[Records of labeled points]

------------------------

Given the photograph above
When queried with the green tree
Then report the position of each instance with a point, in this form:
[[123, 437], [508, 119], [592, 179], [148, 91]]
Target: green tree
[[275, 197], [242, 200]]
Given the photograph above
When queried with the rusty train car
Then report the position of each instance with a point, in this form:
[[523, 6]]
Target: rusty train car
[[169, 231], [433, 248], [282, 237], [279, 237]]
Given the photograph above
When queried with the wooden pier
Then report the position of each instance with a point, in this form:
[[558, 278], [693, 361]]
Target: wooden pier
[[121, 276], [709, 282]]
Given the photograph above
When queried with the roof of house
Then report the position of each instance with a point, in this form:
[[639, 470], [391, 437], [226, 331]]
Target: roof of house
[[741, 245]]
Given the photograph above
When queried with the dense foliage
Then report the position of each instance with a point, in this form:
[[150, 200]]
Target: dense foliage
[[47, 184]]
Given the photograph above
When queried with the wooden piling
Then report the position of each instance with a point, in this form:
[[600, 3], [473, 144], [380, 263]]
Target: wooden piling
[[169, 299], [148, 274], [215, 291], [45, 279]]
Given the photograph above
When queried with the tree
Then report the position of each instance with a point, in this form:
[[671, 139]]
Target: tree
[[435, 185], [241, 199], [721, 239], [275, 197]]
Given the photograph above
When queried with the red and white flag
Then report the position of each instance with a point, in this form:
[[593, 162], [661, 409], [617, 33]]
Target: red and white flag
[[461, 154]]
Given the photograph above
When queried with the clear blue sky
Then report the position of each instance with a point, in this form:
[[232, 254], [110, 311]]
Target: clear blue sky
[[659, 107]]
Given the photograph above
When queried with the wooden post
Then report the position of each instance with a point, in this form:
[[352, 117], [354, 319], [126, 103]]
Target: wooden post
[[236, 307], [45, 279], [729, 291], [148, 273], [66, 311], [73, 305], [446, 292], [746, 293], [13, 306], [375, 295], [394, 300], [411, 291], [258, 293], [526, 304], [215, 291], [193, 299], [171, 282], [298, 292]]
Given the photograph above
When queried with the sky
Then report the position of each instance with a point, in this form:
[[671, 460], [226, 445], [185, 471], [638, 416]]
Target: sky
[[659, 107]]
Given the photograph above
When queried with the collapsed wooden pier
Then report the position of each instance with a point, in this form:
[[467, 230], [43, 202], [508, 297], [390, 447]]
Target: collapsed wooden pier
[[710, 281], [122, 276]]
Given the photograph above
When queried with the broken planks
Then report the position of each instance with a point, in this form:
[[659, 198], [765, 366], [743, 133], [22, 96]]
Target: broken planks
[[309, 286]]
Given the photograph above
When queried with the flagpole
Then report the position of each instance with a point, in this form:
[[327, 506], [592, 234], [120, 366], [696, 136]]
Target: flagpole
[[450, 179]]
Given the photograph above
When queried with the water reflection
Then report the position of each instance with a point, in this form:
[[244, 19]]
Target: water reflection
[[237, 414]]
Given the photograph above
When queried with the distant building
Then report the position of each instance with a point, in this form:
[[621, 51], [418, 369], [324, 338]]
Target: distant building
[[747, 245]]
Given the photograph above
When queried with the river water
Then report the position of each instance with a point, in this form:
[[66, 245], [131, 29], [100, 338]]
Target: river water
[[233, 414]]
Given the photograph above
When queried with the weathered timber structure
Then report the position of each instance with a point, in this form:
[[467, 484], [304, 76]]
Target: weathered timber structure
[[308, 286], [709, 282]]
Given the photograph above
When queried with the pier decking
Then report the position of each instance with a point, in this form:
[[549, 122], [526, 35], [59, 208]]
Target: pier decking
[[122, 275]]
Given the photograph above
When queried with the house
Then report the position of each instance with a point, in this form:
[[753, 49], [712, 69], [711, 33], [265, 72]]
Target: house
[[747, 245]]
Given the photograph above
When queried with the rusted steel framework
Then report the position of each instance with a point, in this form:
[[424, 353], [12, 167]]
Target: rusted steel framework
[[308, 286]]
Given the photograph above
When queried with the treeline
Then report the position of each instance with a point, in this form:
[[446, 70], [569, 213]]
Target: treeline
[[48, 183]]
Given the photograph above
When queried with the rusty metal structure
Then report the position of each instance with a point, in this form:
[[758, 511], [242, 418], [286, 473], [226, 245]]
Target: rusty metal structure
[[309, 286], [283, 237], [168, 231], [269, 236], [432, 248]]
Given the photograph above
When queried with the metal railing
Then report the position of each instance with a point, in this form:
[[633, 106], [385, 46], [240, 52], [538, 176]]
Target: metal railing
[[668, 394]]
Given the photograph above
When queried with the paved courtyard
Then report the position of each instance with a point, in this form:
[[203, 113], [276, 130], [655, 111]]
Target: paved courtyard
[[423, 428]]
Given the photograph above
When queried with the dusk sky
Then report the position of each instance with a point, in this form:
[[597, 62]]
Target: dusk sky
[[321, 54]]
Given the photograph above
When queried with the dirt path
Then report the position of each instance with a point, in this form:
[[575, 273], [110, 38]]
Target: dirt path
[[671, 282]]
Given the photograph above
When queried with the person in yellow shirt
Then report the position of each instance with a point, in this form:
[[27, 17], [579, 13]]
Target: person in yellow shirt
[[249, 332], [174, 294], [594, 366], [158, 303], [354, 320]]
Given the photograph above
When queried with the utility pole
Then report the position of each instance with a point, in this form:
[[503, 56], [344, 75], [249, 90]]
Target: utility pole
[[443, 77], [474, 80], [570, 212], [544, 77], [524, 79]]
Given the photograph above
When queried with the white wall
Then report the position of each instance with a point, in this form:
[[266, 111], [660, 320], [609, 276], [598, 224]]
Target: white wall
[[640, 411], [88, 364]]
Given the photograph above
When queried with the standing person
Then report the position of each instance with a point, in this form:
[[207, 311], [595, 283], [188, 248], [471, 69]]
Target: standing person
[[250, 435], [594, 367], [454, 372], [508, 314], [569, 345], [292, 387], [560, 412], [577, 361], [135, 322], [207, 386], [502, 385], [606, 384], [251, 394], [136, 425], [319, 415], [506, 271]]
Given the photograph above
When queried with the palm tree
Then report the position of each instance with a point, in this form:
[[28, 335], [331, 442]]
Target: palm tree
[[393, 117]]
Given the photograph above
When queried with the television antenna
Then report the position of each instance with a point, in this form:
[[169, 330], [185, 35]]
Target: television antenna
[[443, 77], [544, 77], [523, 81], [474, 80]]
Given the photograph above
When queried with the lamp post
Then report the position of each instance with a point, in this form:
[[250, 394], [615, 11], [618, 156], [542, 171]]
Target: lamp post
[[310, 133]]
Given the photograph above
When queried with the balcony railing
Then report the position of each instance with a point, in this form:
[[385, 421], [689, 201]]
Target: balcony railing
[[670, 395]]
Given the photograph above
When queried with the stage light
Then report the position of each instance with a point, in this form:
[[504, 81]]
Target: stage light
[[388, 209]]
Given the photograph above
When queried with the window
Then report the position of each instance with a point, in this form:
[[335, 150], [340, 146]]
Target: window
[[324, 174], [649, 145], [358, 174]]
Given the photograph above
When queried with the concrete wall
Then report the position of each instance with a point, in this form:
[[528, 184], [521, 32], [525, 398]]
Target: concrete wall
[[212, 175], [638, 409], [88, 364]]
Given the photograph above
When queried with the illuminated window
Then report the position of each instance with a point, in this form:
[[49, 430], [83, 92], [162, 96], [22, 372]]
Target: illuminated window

------------------------

## Job
Set each line of the entries above into a Markdown table with the columns Row and Line, numbering the rows in order. Skip any blank lines.

## Full output
| Row | Line |
|---|---|
| 1 | Given the photograph above |
| 2 | When queried with the green tree |
| 3 | Then report the position of each instance with a point, in this form: |
| 4 | [[123, 437], [508, 119], [592, 179], [148, 91]] |
| 5 | Target: green tree |
| 6 | [[275, 197], [242, 200]] |
| 7 | Given the photograph above |
| 8 | When queried with the rusty train car |
| 9 | Then report the position of each instance with a point, in this form: |
| 10 | [[523, 6]] |
| 11 | Target: rusty train car |
| 12 | [[169, 231], [433, 248], [282, 237], [279, 237]] |
| 13 | Given the photograph above |
| 14 | When queried with the wooden pier |
| 15 | Then report the position of each instance with a point, in this form: |
| 16 | [[558, 278], [693, 361]] |
| 17 | Target: wooden pier |
| 18 | [[121, 276], [709, 282]] |
| 19 | Given the photograph above |
| 20 | When queried with the roof of house |
| 21 | Then report the position of each instance with a point, in this form: |
| 22 | [[639, 470], [391, 437], [226, 331]] |
| 23 | Target: roof of house |
| 24 | [[741, 245]] |
| 25 | Given the photograph above |
| 26 | When queried with the dense foliage |
| 27 | Then report the position of each instance with a point, in this form: |
| 28 | [[150, 200]] |
| 29 | Target: dense foliage |
| 30 | [[47, 184]] |
| 31 | Given the photograph above |
| 32 | When queried with the wooden piling |
| 33 | Then report the position of each instance with a point, in this form: |
| 34 | [[600, 3], [473, 144], [380, 263]] |
| 35 | Target: wooden piling |
| 36 | [[169, 299], [148, 274], [215, 291], [45, 279]] |
| 37 | Given the photograph above |
| 38 | When queried with the tree |
| 39 | Then report the position of each instance with a point, in this form: |
| 40 | [[671, 139]] |
| 41 | Target: tree |
| 42 | [[435, 185], [241, 199], [721, 239], [275, 197]] |
| 43 | Given the photograph above |
| 44 | When queried with the red and white flag |
| 45 | Then report the position of each instance with a point, in this form: |
| 46 | [[593, 162], [661, 409], [617, 33]] |
| 47 | Target: red and white flag |
| 48 | [[461, 154]] |
| 49 | Given the photograph above |
| 50 | When queried with the clear blue sky |
| 51 | Then report the position of each instance with a point, in this form: |
| 52 | [[232, 254], [110, 311]] |
| 53 | Target: clear blue sky |
| 54 | [[659, 107]] |
| 55 | Given the photograph above |
| 56 | When queried with the wooden post |
| 57 | Then report the position of each instance with a point, in this form: |
| 58 | [[352, 117], [354, 319], [126, 103]] |
| 59 | Target: wooden post |
| 60 | [[236, 307], [45, 279], [729, 291], [148, 273], [66, 311], [73, 305], [446, 292], [746, 293], [13, 306], [375, 295], [394, 300], [411, 291], [258, 293], [526, 304], [215, 291], [193, 299], [171, 282], [298, 292]] |
| 61 | Given the photograph above |
| 62 | When queried with the sky |
| 63 | Then report the position of each instance with a point, in this form: |
| 64 | [[671, 460], [226, 445], [185, 471], [638, 416]] |
| 65 | Target: sky |
| 66 | [[659, 107]] |
| 67 | Given the photograph above |
| 68 | When queried with the collapsed wooden pier |
| 69 | Then report the position of each instance with a point, in this form: |
| 70 | [[467, 230], [43, 202], [508, 297], [390, 447]] |
| 71 | Target: collapsed wooden pier |
| 72 | [[710, 281], [122, 276]] |
| 73 | Given the photograph above |
| 74 | When queried with the broken planks |
| 75 | Then report the position of each instance with a point, in this form: |
| 76 | [[659, 198], [765, 366], [743, 133], [22, 96]] |
| 77 | Target: broken planks |
| 78 | [[309, 286]] |
| 79 | Given the photograph above |
| 80 | When queried with the flagpole |
| 81 | Then report the position of each instance with a point, in this form: |
| 82 | [[327, 506], [592, 234], [120, 366], [696, 136]] |
| 83 | Target: flagpole |
| 84 | [[450, 179]] |
| 85 | Given the photograph above |
| 86 | When queried with the water reflection |
| 87 | Then report the position of each instance with a point, in this form: |
| 88 | [[244, 19]] |
| 89 | Target: water reflection |
| 90 | [[237, 414]] |
| 91 | Given the photograph above |
| 92 | When queried with the distant building |
| 93 | Then report the position of each instance with a point, in this form: |
| 94 | [[621, 51], [418, 369], [324, 338]] |
| 95 | Target: distant building |
| 96 | [[747, 245]] |
| 97 | Given the photograph above |
| 98 | When queried with the river water |
| 99 | Then report the position of each instance with a point, in this form: |
| 100 | [[66, 245], [131, 29], [100, 338]] |
| 101 | Target: river water |
| 102 | [[233, 414]] |
| 103 | Given the photograph above |
| 104 | When queried with the weathered timber structure |
| 105 | Then report the position of each instance with a point, in this form: |
| 106 | [[467, 484], [304, 76]] |
| 107 | Target: weathered timber structure |
| 108 | [[308, 286], [709, 282]] |
| 109 | Given the photograph above |
| 110 | When queried with the pier decking |
| 111 | Then report the position of each instance with a point, in this form: |
| 112 | [[549, 122], [526, 35], [59, 208]] |
| 113 | Target: pier decking |
| 114 | [[122, 275]] |
| 115 | Given the photograph above |
| 116 | When queried with the house |
| 117 | Then report the position of each instance with a point, in this form: |
| 118 | [[753, 49], [712, 69], [711, 33], [265, 72]] |
| 119 | Target: house |
| 120 | [[747, 245]] |
| 121 | Given the photograph above |
| 122 | When queried with the rusted steel framework |
| 123 | Then report the position of each instance with a point, in this form: |
| 124 | [[424, 353], [12, 167]] |
| 125 | Target: rusted steel framework |
| 126 | [[308, 286]] |
| 127 | Given the photograph above |
| 128 | When queried with the treeline |
| 129 | Then report the position of each instance with a point, in this form: |
| 130 | [[446, 70], [569, 213]] |
| 131 | Target: treeline |
| 132 | [[48, 183]] |
| 133 | Given the photograph above |
| 134 | When queried with the rusty metal structure |
| 135 | Then report the position of each instance with a point, in this form: |
| 136 | [[758, 511], [242, 418], [286, 473], [226, 245]] |
| 137 | Target: rusty metal structure |
| 138 | [[309, 286], [283, 237], [168, 231], [269, 236], [432, 248]] |
| 139 | Given the photograph above |
| 140 | When queried with the metal railing |
| 141 | Then report the position of each instance with a point, in this form: |
| 142 | [[633, 106], [385, 46], [240, 52], [538, 176]] |
| 143 | Target: metal railing |
| 144 | [[668, 394]] |
| 145 | Given the photograph above |
| 146 | When queried with the paved courtyard |
| 147 | Then report the position of each instance with a point, in this form: |
| 148 | [[203, 113], [276, 130], [655, 111]] |
| 149 | Target: paved courtyard |
| 150 | [[423, 428]] |
| 151 | Given the photograph above |
| 152 | When queried with the dusk sky |
| 153 | Then report the position of each instance with a point, in this form: |
| 154 | [[597, 62]] |
| 155 | Target: dusk sky |
| 156 | [[321, 54]] |
| 157 | Given the photograph above |
| 158 | When queried with the dirt path |
| 159 | Then report the position of each instance with a point, in this form: |
| 160 | [[575, 273], [110, 38]] |
| 161 | Target: dirt path |
| 162 | [[671, 282]] |
| 163 | Given the photograph above |
| 164 | When queried with the person in yellow shirt |
| 165 | Then report the position of each instance with a point, in this form: |
| 166 | [[27, 17], [579, 13]] |
| 167 | Target: person in yellow shirt |
| 168 | [[249, 332], [174, 294], [594, 366], [158, 303], [354, 320]] |
| 169 | Given the photograph above |
| 170 | When queried with the utility pole |
| 171 | Then report the position of each instance with a point, in this form: |
| 172 | [[503, 56], [344, 75], [249, 90]] |
| 173 | Target: utility pole |
| 174 | [[443, 77], [474, 80], [570, 212], [544, 77], [524, 79]] |
| 175 | Given the photograph above |
| 176 | When queried with the white wall |
| 177 | Then report the position of each instance with a point, in this form: |
| 178 | [[266, 111], [660, 320], [609, 276], [598, 224]] |
| 179 | Target: white wall |
| 180 | [[640, 411], [88, 364]] |
| 181 | Given the photograph above |
| 182 | When queried with the standing person |
| 183 | Then report the position of each instance with a point, in this form: |
| 184 | [[207, 311], [595, 283], [188, 248], [471, 69]] |
| 185 | Target: standing person |
| 186 | [[250, 435], [594, 367], [454, 372], [508, 314], [569, 345], [292, 387], [560, 412], [577, 361], [135, 322], [207, 386], [502, 385], [606, 384], [251, 394], [136, 425], [319, 415], [506, 271]] |
| 187 | Given the photograph above |
| 188 | When queried with the palm tree |
| 189 | Then report the position of each instance with a point, in this form: |
| 190 | [[28, 335], [331, 442]] |
| 191 | Target: palm tree |
| 192 | [[393, 117]] |
| 193 | Given the photograph above |
| 194 | When queried with the television antenna |
| 195 | Then report the position of each instance with a point, in this form: |
| 196 | [[169, 330], [185, 35]] |
| 197 | Target: television antenna |
| 198 | [[443, 77], [544, 77], [523, 81], [474, 80]] |
| 199 | Given the photograph above |
| 200 | When queried with the lamp post |
| 201 | Then report the position of each instance with a point, in this form: |
| 202 | [[250, 394], [615, 11], [618, 156], [542, 171]] |
| 203 | Target: lamp post |
| 204 | [[310, 133]] |
| 205 | Given the photograph above |
| 206 | When queried with the balcony railing |
| 207 | Then report the position of each instance with a point, in this form: |
| 208 | [[385, 421], [689, 201]] |
| 209 | Target: balcony railing |
| 210 | [[670, 395]] |
| 211 | Given the photograph above |
| 212 | When queried with the stage light |
| 213 | Then report the position of each instance with a point, in this form: |
| 214 | [[504, 81]] |
| 215 | Target: stage light |
| 216 | [[388, 209]] |
| 217 | Given the photograph above |
| 218 | When queried with the window |
| 219 | Then report the position of each instance with a point, in this form: |
| 220 | [[335, 150], [340, 146]] |
| 221 | Target: window |
| 222 | [[324, 174], [649, 145], [358, 174]] |
| 223 | Given the photograph above |
| 224 | When queried with the concrete wall |
| 225 | Then report the position of each instance with a point, in this form: |
| 226 | [[528, 184], [521, 32], [525, 398]] |
| 227 | Target: concrete wall |
| 228 | [[212, 175], [638, 409], [88, 364]] |
| 229 | Given the photograph above |
| 230 | When queried with the illuminated window |
| 231 | Then report the position of each instance with a point, in this form: |
| 232 | [[49, 430], [83, 92], [162, 96], [22, 372]] |
| 233 | Target: illuminated window |